__Task brief__
Write the listing below out again exactly, dropping the images.

Point annotation records:
"""

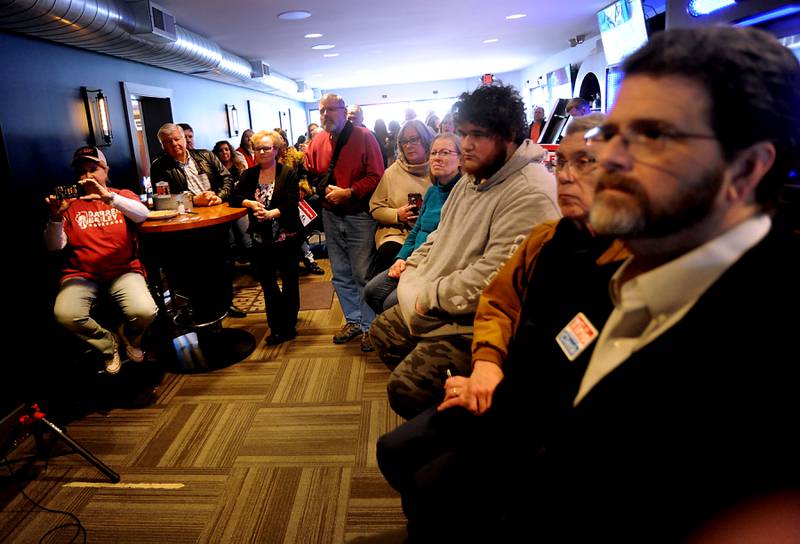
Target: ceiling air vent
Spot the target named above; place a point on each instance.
(260, 68)
(153, 22)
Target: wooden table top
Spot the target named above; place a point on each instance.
(205, 216)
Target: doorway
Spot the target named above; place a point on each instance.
(147, 108)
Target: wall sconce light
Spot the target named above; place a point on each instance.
(233, 120)
(97, 116)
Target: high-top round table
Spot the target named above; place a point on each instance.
(195, 246)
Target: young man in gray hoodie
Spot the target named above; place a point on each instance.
(504, 192)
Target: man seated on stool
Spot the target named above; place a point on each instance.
(198, 171)
(186, 169)
(98, 232)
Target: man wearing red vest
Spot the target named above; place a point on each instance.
(98, 232)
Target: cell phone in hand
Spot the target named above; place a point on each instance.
(415, 201)
(62, 192)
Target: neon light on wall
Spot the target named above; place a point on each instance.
(698, 8)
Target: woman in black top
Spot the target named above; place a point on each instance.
(230, 159)
(269, 190)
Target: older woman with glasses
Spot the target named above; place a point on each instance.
(270, 192)
(393, 204)
(445, 160)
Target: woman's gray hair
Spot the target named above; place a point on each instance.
(425, 135)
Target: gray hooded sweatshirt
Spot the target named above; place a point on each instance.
(482, 225)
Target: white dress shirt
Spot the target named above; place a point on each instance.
(649, 304)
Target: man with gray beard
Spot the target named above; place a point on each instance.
(681, 405)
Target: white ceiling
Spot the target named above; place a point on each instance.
(385, 42)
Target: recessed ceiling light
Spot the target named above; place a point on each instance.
(294, 15)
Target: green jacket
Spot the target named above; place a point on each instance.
(165, 168)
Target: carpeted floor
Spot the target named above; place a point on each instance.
(277, 448)
(314, 295)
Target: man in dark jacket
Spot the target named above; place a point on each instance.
(195, 170)
(680, 407)
(201, 173)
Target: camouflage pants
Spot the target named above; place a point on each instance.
(419, 364)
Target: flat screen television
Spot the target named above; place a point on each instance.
(622, 29)
(551, 133)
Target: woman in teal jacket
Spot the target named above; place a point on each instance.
(445, 160)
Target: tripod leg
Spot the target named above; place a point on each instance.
(86, 454)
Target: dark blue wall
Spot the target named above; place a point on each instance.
(43, 121)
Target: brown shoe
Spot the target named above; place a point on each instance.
(347, 333)
(366, 343)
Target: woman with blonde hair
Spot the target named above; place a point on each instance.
(270, 192)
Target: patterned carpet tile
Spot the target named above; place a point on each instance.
(197, 435)
(374, 508)
(155, 515)
(319, 380)
(377, 418)
(248, 381)
(376, 376)
(303, 435)
(274, 504)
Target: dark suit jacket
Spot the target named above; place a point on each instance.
(285, 198)
(701, 418)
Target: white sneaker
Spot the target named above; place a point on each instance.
(114, 364)
(134, 354)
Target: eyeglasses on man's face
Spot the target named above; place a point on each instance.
(409, 141)
(580, 164)
(644, 138)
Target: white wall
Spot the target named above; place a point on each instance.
(417, 91)
(592, 47)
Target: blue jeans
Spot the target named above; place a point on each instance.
(351, 248)
(381, 292)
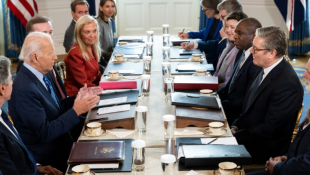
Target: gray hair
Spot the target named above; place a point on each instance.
(274, 39)
(33, 44)
(5, 70)
(230, 6)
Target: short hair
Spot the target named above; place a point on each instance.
(33, 44)
(78, 2)
(236, 16)
(274, 38)
(36, 20)
(230, 6)
(212, 4)
(100, 13)
(81, 22)
(5, 70)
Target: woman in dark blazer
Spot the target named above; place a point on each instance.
(82, 60)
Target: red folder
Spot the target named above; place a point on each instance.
(196, 82)
(118, 84)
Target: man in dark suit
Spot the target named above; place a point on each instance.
(233, 93)
(15, 157)
(272, 103)
(79, 8)
(42, 120)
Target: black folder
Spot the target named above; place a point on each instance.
(132, 97)
(126, 166)
(192, 100)
(138, 67)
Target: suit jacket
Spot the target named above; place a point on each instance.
(298, 156)
(39, 121)
(266, 126)
(80, 71)
(69, 36)
(50, 76)
(14, 158)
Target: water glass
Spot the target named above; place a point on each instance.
(140, 118)
(138, 157)
(169, 89)
(145, 86)
(147, 64)
(167, 164)
(166, 70)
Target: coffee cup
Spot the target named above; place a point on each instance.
(201, 72)
(227, 168)
(81, 170)
(119, 57)
(196, 57)
(122, 43)
(216, 127)
(94, 127)
(114, 74)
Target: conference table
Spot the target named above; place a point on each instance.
(157, 107)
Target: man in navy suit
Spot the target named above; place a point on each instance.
(271, 105)
(15, 157)
(42, 120)
(233, 93)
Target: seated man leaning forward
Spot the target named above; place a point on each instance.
(42, 120)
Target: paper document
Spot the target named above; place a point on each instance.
(112, 109)
(220, 141)
(112, 101)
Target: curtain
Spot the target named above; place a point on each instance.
(14, 32)
(299, 40)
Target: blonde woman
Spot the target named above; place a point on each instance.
(82, 60)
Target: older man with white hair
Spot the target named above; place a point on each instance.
(42, 120)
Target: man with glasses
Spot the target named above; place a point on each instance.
(273, 100)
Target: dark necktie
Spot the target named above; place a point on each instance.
(254, 87)
(9, 124)
(50, 89)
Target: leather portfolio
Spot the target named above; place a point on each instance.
(196, 82)
(126, 68)
(125, 166)
(97, 152)
(131, 97)
(193, 100)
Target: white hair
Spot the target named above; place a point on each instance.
(33, 44)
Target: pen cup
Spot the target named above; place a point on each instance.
(138, 157)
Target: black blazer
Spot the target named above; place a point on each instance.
(14, 158)
(266, 127)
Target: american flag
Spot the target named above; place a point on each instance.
(23, 9)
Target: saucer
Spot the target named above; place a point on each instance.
(207, 131)
(87, 133)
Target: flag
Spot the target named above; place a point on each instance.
(293, 12)
(23, 9)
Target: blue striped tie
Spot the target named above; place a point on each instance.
(50, 89)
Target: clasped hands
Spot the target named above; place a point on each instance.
(86, 99)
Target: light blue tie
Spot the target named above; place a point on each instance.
(50, 89)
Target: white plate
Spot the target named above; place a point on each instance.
(207, 131)
(87, 133)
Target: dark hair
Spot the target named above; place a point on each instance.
(237, 16)
(36, 20)
(100, 13)
(78, 2)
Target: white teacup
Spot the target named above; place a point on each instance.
(114, 74)
(196, 56)
(119, 57)
(216, 127)
(122, 43)
(201, 72)
(227, 168)
(81, 170)
(94, 127)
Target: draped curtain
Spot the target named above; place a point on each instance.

"""

__Result of the task__
Target: ceiling air vent
Spot the target named above; place a point on each instance.
(260, 68)
(153, 22)
Target: wooden table top
Spot the target named above; place a point on each instance.
(205, 216)
Target: doorway
Spot the target named above; place a point on each instance.
(147, 108)
Target: wall sconce light
Spot the target named above; place a point on each instance.
(233, 120)
(97, 116)
Target: high-top round table
Spot the target named above; place a point on each instance.
(195, 246)
Target: young man in gray hoodie
Spot the target named above; place a point on each instance.
(504, 192)
Target: man seated on stool
Spot the target named above; place a point on each instance.
(198, 171)
(186, 169)
(98, 232)
Target: man wearing red vest
Spot the target named above; place a point on each instance.
(98, 232)
Target: cell phone in hand
Spot the target named above; place a point on each instance.
(415, 201)
(62, 192)
Target: neon light on wall
Spot the target named above; place a point on each instance.
(698, 8)
Target: woman in black top
Spot the target named above; place a point on each instance.
(230, 159)
(269, 190)
Target: older woman with glasses
Spot the target named above; place a point on each instance.
(270, 192)
(393, 204)
(445, 160)
Target: woman's gray hair
Spot the target named above; place a point on each instance.
(425, 135)
Target: gray hooded sweatshirt
Spot the target named above; place a point on each instance.
(482, 225)
Target: white dress shirt
Spot the target named above; place a point on each instance.
(649, 304)
Target: man with gray beard
Spot the target named above; place a point on each instance.
(681, 405)
Target: white ceiling
Spot the target named above; place a point on each instance.
(385, 42)
Target: recessed ceiling light
Spot the target named above; place a point on each instance.
(294, 15)
Target: green jacket
Spot the target named above; place a point on each instance.
(165, 168)
Target: carpeted floor
Spot the target named above; place a point on each instance.
(277, 448)
(314, 295)
Target: man in dark jacket
Spot the target named above; place a point on each instance.
(195, 170)
(680, 407)
(201, 173)
Target: camouflage pants
Spot the target named above; place a point on each instance.
(419, 364)
Target: flat screen television
Spot the target named above; place a point on each instance.
(622, 29)
(551, 133)
Target: woman in teal jacket
Spot the target named above; place a point on each instance.
(445, 160)
Target: tripod leg
Spot the target named above; place a point on each instance.
(86, 454)
Target: dark blue wall
Spot the target named above; place a point on each instance.
(43, 121)
Target: brown shoe
Spot the target named above; place a point on each instance.
(347, 333)
(366, 343)
Target: woman with blonde hair
Spot the target named above; place a point on each instance.
(270, 192)
Target: patterned carpet tile
Spot the target named above; place a point on each instance.
(197, 435)
(374, 508)
(155, 515)
(319, 380)
(377, 418)
(248, 381)
(376, 376)
(303, 435)
(274, 504)
Target: dark suit jacket
Spot the target named above; place a point on each instance.
(285, 198)
(701, 418)
Target: white sneaker
Spot the target named above; place a point on each instance.
(114, 364)
(134, 354)
Target: eyeglasses on man's face
Spot the target named above; place a point on each instance.
(409, 141)
(580, 164)
(644, 138)
Target: white wall
Spot the target named above; place a point on each instance.
(417, 91)
(592, 47)
Target: blue jeans
Spot the target named above; place a point on each instance.
(351, 248)
(381, 292)
Target: gray hair
Spot the target named above; place a point on each instance.
(274, 39)
(33, 44)
(5, 70)
(230, 6)
Target: short hair
Spot the target named above; place a point on each instance.
(33, 44)
(78, 2)
(236, 16)
(274, 38)
(36, 20)
(230, 6)
(212, 4)
(100, 13)
(81, 22)
(5, 70)
Target: woman in dark blazer
Spot the target named above; place a point on each instance.
(82, 60)
Target: red folder
Spot the target named above; place a point on each instance.
(196, 82)
(118, 84)
Target: man in dark suit
Spot the target named above; place a point on each instance.
(233, 93)
(15, 157)
(272, 103)
(79, 8)
(42, 120)
Target: black folder
Spot the target named above; place a point on each instance.
(132, 97)
(126, 166)
(192, 100)
(138, 67)
Target: suit jacket
Spot the target named above; place a point on each instance.
(298, 156)
(39, 121)
(266, 126)
(80, 71)
(69, 36)
(50, 76)
(14, 158)
Target: water glass
Spot the target named above; place a point on each instance.
(140, 118)
(138, 157)
(169, 89)
(145, 86)
(147, 64)
(167, 164)
(166, 70)
Target: coffee cup
Spot the target named above; place a point on each instance.
(201, 72)
(227, 168)
(81, 170)
(119, 57)
(196, 57)
(122, 43)
(216, 127)
(94, 127)
(114, 74)
Target: conference table
Spot the target named above; place a point on each instance.
(157, 107)
Target: man in navy suit
Spot the target named above; place a point on each instance.
(271, 105)
(15, 157)
(42, 120)
(233, 93)
Target: seated man leaning forward
Spot the target named above; place a point on each instance.
(42, 120)
Target: paper document
Spot the target named above; place a point on each instance.
(112, 109)
(220, 141)
(112, 101)
Target: curtain
Spot the target named above; place a point on each instance.
(14, 32)
(299, 40)
Target: blonde woman
Spot the target named above; place a point on each instance.
(82, 60)
Target: older man with white hair
Spot the target named above; place a point on each instance.
(42, 120)
Target: man with glasses
Spot the target named above; place a point on each instance.
(273, 100)
Target: dark necktie
Spot the target named above; place a point on each instance.
(254, 87)
(9, 124)
(50, 89)
Target: leather portfolio
Spot the target named above; place a point on each instance.
(196, 82)
(126, 68)
(125, 166)
(97, 152)
(131, 97)
(193, 100)
Target: white hair
Spot the target named above; place a point on each instance.
(33, 44)
Target: pen cup
Spot the target named above; place a point on each instance.
(138, 157)
Target: black blazer
Spot the target named above; place a point on each instance.
(14, 158)
(266, 127)
Target: american flag
Spot the target named above; place a point on each instance.
(23, 9)
Target: saucer
Spot the target named above; place a point on each instance.
(207, 131)
(87, 133)
Target: flag
Spot the target named above; place a point on each instance.
(293, 12)
(23, 9)
Target: blue striped tie
Spot the target named above; place a point on each instance.
(50, 89)
Target: clasped hands
Spot the target named above; place a point on each instance.
(86, 99)
Target: light blue tie
Spot the target named above; place a point on each instance.
(50, 89)
Target: white plate
Spot the target named above; place a point on each instance.
(207, 131)
(87, 133)
Target: dark hair
Spot the target named above; place a point on each instance.
(237, 16)
(36, 20)
(100, 13)
(78, 2)
Target: white teacup
Spot the target named above; place a point on each instance.
(114, 74)
(196, 56)
(119, 57)
(216, 127)
(122, 43)
(201, 72)
(227, 168)
(81, 170)
(94, 127)
Target: draped curtain
Spot the target named above; place a point on each instance.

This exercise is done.